*** Stored data
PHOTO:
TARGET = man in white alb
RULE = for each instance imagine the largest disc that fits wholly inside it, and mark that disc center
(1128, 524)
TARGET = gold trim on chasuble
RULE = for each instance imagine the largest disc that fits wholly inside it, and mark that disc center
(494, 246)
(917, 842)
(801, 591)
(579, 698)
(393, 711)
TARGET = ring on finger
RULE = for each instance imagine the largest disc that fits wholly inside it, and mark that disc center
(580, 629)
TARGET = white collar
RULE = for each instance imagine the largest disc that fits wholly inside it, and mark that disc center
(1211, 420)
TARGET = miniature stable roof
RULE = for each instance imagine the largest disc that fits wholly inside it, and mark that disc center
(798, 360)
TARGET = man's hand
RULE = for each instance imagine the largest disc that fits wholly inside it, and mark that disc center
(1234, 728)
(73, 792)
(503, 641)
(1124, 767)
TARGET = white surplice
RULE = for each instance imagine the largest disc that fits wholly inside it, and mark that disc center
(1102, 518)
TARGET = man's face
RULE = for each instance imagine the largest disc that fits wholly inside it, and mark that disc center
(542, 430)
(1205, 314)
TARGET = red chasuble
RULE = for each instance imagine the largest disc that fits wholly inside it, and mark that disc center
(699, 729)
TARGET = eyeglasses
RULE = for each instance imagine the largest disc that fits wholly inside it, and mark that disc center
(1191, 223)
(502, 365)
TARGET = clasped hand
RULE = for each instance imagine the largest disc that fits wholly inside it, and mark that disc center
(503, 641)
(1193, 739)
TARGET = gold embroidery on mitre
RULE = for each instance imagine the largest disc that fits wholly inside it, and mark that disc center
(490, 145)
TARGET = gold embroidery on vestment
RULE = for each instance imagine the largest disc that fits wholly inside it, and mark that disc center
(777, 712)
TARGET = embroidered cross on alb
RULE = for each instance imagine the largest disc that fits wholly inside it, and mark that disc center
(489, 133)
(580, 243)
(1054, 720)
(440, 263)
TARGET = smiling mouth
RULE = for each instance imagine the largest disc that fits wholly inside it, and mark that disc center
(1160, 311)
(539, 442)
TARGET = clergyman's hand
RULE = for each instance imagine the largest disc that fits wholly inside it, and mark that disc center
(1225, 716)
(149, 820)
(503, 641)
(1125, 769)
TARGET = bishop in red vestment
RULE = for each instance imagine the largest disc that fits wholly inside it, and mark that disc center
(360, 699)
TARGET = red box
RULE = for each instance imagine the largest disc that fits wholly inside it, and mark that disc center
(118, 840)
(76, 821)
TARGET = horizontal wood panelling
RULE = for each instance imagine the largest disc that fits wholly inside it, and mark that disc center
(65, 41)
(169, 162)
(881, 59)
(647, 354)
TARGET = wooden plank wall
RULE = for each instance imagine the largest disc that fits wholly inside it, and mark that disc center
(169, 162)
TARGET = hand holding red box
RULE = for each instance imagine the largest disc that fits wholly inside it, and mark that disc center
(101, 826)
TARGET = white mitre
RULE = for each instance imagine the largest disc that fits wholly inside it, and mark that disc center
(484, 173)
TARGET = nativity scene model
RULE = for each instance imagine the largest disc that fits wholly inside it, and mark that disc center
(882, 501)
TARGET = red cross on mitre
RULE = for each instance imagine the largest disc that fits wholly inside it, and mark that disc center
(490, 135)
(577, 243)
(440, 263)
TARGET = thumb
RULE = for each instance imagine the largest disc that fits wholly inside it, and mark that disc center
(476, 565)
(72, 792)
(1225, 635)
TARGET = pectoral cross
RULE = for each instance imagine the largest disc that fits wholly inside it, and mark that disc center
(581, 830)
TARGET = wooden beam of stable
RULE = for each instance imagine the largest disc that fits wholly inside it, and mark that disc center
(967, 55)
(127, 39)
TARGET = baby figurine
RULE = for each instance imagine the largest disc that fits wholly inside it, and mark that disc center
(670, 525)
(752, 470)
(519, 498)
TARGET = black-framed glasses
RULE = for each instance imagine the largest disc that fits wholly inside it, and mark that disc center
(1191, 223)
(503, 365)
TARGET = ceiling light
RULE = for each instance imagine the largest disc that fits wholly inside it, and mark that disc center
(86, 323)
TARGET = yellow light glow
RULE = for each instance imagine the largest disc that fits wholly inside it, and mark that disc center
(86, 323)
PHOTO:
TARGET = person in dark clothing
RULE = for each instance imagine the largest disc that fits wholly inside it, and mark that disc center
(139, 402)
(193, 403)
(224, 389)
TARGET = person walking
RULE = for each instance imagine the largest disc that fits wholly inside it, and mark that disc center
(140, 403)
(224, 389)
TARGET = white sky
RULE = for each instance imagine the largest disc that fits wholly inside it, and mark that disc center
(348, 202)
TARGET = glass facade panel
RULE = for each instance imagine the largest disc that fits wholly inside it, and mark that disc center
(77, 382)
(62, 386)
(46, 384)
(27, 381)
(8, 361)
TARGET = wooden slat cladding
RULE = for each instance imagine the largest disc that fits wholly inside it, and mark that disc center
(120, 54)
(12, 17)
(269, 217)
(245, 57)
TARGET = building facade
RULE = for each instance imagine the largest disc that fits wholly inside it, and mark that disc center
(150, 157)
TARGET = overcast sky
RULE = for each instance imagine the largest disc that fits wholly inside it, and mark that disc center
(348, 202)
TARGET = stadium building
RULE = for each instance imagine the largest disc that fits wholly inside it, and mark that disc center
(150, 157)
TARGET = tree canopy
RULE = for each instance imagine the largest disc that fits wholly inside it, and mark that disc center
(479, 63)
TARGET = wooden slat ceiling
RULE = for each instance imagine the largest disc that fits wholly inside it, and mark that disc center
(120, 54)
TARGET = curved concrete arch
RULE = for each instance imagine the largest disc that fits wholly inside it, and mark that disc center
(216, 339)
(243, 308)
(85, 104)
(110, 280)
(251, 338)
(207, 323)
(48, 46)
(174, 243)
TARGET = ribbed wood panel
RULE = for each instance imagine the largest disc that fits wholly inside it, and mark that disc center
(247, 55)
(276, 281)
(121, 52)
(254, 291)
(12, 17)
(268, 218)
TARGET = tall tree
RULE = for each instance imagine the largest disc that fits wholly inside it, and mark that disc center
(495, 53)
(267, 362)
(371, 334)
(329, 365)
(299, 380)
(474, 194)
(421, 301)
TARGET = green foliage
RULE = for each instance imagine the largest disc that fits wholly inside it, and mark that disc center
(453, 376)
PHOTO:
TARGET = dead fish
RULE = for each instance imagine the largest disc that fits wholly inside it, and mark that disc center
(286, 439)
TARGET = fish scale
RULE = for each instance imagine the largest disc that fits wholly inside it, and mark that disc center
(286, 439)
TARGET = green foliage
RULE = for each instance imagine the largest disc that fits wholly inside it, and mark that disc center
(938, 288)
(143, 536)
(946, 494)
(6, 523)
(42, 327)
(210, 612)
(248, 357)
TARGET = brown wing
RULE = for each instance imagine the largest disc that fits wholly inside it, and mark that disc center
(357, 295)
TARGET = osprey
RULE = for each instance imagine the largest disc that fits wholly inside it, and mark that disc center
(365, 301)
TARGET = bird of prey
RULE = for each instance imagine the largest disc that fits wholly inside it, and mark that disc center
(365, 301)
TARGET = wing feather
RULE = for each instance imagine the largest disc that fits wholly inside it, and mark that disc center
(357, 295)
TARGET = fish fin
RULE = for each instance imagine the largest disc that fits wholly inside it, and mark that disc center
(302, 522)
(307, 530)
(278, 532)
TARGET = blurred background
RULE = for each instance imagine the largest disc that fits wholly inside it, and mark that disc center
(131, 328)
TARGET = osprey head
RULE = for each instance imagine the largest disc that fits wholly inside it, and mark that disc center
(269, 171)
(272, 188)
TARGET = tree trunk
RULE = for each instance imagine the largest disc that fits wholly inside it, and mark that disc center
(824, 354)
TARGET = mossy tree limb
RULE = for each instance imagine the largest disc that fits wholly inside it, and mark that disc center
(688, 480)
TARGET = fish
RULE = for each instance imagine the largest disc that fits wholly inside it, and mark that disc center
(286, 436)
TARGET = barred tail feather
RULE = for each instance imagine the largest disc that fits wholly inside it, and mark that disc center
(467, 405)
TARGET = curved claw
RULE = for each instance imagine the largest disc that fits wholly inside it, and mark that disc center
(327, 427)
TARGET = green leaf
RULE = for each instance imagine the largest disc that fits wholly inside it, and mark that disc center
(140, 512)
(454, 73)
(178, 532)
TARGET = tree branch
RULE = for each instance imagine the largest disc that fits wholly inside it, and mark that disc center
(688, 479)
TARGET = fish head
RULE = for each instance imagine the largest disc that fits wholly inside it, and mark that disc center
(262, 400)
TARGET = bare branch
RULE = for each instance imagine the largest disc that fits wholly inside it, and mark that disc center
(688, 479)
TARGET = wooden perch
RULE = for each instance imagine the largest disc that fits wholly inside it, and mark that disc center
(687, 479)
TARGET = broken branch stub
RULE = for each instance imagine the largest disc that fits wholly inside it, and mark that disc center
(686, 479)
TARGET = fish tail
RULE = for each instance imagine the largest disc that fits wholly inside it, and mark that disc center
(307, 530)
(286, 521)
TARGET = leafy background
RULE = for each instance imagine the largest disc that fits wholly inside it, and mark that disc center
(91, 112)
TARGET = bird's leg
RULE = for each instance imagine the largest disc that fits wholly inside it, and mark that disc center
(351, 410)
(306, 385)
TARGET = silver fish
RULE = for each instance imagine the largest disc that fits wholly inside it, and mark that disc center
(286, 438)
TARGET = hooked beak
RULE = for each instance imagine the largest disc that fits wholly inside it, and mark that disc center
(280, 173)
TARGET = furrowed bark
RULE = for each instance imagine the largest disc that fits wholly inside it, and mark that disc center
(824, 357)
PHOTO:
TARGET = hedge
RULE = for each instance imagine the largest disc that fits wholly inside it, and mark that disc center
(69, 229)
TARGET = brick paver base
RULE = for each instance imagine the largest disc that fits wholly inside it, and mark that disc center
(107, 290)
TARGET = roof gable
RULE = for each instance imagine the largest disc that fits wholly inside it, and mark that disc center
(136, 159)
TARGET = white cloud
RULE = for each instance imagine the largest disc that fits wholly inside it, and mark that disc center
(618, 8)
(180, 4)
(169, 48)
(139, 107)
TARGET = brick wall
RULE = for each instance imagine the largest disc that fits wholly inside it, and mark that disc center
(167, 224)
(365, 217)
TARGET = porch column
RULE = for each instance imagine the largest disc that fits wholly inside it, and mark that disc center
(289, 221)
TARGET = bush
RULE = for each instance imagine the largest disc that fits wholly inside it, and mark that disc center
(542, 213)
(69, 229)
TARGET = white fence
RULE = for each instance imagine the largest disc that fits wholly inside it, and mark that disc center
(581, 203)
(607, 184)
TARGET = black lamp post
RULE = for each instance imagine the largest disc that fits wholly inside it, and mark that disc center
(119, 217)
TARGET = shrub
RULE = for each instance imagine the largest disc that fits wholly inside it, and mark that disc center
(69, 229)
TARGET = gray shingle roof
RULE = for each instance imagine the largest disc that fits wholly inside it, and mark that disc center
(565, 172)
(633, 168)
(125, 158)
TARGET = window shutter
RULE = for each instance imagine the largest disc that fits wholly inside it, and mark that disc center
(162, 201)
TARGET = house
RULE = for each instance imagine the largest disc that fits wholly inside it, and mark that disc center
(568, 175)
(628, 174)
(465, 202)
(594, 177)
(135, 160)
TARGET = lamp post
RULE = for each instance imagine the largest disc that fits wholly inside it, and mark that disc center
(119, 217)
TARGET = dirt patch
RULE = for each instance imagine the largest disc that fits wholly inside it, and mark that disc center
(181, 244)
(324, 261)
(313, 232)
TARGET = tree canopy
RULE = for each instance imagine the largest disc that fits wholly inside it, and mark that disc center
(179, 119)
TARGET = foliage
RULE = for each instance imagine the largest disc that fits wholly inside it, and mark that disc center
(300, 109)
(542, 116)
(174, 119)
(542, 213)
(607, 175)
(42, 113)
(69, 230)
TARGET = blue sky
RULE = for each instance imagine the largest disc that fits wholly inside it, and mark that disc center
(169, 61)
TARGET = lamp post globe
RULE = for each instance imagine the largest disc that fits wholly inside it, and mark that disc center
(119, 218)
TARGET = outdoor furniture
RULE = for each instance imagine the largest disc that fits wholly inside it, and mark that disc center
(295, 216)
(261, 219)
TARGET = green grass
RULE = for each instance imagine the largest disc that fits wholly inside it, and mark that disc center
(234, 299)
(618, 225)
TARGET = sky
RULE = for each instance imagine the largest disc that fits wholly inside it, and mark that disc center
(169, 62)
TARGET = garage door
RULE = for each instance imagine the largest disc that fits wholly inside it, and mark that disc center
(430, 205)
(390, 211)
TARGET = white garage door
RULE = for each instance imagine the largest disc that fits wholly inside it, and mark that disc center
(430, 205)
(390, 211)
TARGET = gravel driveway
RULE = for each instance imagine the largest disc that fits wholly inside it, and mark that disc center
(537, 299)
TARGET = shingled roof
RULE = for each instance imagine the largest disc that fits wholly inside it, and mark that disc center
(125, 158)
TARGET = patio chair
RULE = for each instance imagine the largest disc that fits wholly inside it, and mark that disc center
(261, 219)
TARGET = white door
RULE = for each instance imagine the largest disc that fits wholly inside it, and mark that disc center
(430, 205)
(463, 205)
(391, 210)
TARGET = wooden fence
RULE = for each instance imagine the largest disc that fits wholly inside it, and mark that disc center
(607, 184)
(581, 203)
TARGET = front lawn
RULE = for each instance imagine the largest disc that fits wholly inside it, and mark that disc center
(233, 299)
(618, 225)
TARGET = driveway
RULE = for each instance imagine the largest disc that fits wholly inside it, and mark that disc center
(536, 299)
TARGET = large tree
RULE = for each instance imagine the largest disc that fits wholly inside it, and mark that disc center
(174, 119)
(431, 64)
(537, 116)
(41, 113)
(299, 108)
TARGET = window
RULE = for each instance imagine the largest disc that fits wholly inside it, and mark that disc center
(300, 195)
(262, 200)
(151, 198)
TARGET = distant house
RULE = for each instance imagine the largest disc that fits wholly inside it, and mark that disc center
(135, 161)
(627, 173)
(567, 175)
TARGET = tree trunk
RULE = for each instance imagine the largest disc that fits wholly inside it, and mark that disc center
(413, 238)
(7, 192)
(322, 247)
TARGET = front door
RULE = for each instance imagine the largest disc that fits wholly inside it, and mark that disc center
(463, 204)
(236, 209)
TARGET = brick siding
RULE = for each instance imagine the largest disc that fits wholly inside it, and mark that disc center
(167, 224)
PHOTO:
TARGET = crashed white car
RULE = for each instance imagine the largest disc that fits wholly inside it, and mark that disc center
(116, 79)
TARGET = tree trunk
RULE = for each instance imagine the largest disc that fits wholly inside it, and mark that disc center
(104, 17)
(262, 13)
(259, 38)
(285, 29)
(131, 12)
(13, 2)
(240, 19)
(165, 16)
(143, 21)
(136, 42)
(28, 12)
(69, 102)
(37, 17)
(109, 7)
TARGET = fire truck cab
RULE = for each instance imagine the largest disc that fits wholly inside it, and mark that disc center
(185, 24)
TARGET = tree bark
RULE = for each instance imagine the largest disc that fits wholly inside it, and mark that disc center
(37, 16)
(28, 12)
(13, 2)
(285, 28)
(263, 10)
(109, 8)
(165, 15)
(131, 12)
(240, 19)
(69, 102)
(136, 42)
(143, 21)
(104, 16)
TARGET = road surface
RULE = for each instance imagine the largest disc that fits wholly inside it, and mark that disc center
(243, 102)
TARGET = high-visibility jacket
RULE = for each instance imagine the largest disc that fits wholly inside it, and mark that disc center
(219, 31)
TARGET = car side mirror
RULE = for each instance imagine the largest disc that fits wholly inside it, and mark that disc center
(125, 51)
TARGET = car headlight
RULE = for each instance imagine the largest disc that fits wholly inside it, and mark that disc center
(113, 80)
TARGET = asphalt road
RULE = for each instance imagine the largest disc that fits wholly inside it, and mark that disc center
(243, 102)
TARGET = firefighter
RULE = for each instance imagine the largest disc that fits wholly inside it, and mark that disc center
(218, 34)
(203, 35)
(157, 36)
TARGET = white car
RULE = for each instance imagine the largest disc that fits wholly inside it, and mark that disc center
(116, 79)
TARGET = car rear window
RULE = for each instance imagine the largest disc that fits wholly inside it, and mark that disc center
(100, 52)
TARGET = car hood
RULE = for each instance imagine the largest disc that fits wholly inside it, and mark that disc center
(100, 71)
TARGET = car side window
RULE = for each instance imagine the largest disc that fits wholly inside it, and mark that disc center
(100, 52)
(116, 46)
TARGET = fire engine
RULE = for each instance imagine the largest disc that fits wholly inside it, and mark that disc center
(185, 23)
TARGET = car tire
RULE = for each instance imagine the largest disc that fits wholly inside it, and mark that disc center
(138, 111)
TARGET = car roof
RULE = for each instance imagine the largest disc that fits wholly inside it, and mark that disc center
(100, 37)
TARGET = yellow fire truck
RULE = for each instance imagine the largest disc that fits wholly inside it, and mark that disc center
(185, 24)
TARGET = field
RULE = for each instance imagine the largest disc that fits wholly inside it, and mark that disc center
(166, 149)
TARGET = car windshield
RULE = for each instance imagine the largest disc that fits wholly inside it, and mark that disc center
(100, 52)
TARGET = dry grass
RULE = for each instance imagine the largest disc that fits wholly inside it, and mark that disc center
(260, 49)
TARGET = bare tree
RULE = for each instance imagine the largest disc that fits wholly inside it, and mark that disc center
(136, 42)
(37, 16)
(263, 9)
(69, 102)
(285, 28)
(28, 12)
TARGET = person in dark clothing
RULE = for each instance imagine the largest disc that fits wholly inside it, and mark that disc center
******
About this task:
Whenever the string "tail" occurs in a line of the entries above, copy that line.

Task output:
TARGET = barred tail feather
TARGET = fish tail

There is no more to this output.